━━━ Extracted information

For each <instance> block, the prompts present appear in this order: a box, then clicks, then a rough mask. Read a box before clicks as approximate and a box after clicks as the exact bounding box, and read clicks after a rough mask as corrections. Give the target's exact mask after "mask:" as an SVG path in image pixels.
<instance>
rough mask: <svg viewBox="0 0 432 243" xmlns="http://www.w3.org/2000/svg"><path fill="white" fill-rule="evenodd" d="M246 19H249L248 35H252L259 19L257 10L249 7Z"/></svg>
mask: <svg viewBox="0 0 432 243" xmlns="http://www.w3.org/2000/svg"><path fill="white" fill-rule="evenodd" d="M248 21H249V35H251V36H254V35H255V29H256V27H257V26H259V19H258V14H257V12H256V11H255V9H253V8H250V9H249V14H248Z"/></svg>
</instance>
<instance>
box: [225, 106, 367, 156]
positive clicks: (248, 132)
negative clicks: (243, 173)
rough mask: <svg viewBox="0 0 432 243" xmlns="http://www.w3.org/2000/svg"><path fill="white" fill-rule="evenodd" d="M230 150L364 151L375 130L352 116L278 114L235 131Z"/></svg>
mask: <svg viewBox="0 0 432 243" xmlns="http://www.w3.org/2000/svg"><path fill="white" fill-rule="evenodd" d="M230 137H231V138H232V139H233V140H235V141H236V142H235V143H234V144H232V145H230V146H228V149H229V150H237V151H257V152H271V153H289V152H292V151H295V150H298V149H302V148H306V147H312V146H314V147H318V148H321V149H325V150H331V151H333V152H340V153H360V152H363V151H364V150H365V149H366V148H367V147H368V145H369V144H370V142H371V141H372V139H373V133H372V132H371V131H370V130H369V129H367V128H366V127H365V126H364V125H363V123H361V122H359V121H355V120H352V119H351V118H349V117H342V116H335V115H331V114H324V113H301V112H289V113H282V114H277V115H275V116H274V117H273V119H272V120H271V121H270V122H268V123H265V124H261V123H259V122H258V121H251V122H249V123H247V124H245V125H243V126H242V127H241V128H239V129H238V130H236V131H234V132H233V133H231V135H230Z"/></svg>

━━━━━━

• _Task item_
Which lines of the records above contain the word "rough", matching case exactly? Return each of those lines in full.

• _Solution to this task_
For each <instance> block, the prompts present appear in this order: a box, then clicks, then a rough mask. Read a box before clicks as approximate and a box after clicks as the exact bounding box, and read clicks after a rough mask as corrections. Give the target's exact mask after "mask:" as an SVG path in image pixels.
rough mask: <svg viewBox="0 0 432 243" xmlns="http://www.w3.org/2000/svg"><path fill="white" fill-rule="evenodd" d="M246 19H249L248 35H252L259 19L257 10L249 7Z"/></svg>
rough mask: <svg viewBox="0 0 432 243" xmlns="http://www.w3.org/2000/svg"><path fill="white" fill-rule="evenodd" d="M230 150L364 151L375 130L352 116L278 114L235 131Z"/></svg>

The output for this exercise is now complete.